# PROBLEMAS:
• A. Responda com base no trecho sobre remoção de tinta:
(i) Em que ordem são apresentados os tratamentos?
(ii) O que é sempre aconselhável obter antes de tentar remover a tinta?
(iii) Se for importante assinalar uma camada de tinta ligada a uma ocupação do edifício, o que tem de ser determinado antes da remoção?
• B. Diga se cada afirmação está de acordo com o trecho sobre remoção de tinta:
(i) Os tratamentos vão da maior intervenção para a menor.
(ii) Deve ser guardado pelo menos um exemplo intacto das camadas de tinta para futuras investigações.
(iii) Se o edifício estiver a ser reabilitado, podem usar-se tintas de cores típicas da época.
• C. Resuma o trecho sobre remoção de tinta em duas frases.

# TRECHO:
Geralmente, o objectivo do trabalho é baseado em diversos factores, inclusivamente no significado histórico do interior do edifício, no grau de danos ou de degradação da “compo”, e nos objectivos interpretativos globais da execução da obra. Apresentam-se de seguida diversos exemplos de reparação e de substituição destinados a sugerirem objectivos de trabalho típicos incluídos em obras de preservação e de restauro. Os tratamentos são apresentados por ordem hierárquica, desde a menor intervenção até à maior.
Remoção de tinta. Geralmente, a ornamentação interior foi pintada muitas vezes, ao longo da sua vida e, em consequência, os pormenores superficiais nítidos do padrão original ficaram obscurecidos. Antes de se tentar remover a tinta, é sempre aconselhável obter-se uma opinião profissional sobre o material ornamental que vai ser limpo, assim como sobre a natureza dos revestimentos que a recobrem. E seja qual for o objectivo da obra, deve ser preservado pelo menos um exemplo intacto e bem aderente das camadas de tintas sobre um elemento, para futuras investigações históricas.
Baseado no objectivo do tratamento, há algumas perguntas que um conservador coloca, por rotina. Quantas camadas de tinta existem? Será importante assinalar-se uma dessas camadas em relacionamento com uma particular ocupação do edifício? Se assim for, a estratigrafia (ou esquema de camadas) terá que ser determinada antes da remoção da tinta. Depois de ter sido identificada a camada correcta, a cor pode ser afinada. Ou então, o edifício está a ser reabilitado? Se for esse o caso, podem ser apropriadas tintas de cores típicas da época.

[Dados de segmentação de regiões]
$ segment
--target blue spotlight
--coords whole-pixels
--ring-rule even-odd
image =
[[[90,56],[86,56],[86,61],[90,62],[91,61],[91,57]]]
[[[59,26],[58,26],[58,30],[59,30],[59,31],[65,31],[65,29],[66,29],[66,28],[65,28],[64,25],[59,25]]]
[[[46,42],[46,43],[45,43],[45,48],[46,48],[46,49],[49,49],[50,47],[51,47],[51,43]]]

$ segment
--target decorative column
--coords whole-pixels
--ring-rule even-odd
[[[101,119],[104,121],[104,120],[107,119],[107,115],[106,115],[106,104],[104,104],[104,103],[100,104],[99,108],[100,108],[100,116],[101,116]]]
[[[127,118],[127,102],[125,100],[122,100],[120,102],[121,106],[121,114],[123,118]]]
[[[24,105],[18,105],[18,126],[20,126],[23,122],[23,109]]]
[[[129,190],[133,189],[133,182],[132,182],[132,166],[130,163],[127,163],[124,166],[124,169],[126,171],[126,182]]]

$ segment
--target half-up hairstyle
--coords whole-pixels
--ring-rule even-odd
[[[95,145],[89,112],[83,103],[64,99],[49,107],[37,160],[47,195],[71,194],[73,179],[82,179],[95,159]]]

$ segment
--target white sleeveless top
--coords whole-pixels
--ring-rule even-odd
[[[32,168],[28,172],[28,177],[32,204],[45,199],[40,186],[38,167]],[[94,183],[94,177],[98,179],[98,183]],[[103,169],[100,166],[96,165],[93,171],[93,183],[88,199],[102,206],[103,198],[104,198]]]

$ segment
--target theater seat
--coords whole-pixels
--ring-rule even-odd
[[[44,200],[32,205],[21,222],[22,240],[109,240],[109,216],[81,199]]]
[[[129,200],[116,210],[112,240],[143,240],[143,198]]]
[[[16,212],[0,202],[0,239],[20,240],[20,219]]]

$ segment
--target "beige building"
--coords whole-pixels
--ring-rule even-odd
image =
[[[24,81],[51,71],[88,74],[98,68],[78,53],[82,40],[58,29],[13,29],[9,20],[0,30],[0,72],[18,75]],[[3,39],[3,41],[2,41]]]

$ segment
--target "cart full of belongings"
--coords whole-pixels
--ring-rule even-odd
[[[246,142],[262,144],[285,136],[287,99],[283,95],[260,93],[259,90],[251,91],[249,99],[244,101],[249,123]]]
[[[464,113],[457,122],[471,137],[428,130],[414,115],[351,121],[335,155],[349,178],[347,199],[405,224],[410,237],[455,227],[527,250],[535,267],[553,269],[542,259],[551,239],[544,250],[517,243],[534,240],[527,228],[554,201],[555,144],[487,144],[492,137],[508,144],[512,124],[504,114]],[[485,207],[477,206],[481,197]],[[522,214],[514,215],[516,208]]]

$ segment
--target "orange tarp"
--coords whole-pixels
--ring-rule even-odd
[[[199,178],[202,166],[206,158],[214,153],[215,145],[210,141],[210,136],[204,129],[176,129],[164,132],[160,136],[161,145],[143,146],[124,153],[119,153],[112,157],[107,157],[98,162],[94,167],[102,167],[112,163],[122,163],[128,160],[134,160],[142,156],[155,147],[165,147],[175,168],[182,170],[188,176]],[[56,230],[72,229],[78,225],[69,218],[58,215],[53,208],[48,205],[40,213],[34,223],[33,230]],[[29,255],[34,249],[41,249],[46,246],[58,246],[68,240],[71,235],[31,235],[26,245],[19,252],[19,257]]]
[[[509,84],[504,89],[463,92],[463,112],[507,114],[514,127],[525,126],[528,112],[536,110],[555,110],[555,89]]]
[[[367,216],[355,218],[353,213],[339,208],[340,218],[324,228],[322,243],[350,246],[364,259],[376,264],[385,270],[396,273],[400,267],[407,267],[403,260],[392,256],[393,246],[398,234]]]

# RESPOSTAS POR TAREFA:
• A.
(i) Por ordem hierárquica, desde a menor intervenção até à maior.
(ii) Uma opinião profissional sobre o material ornamental que vai ser limpo e sobre a natureza dos revestimentos que o recobrem.
(iii) A estratigrafia, ou esquema de camadas.

• B.
(i) Não: "Os tratamentos são apresentados por ordem hierárquica, desde a menor intervenção até à maior."
(ii) Sim: "deve ser preservado pelo menos um exemplo intacto e bem aderente das camadas de tintas sobre um elemento, para futuras investigações históricas."
(iii) Sim: "Se for esse o caso, podem ser apropriadas tintas de cores típicas da época."

• C. O objetivo do trabalho depende de fatores como o significado histórico do interior, o grau de degradação da "compo" e os objetivos da obra, e os tratamentos são apresentados da menor intervenção para a maior. Como a ornamentação costuma ter muitas camadas de tinta, antes de a remover deve-se obter uma opinião profissional, preservar pelo menos um exemplo intacto das camadas e, conforme o objetivo, determinar a estratigrafia ou usar cores típicas da época.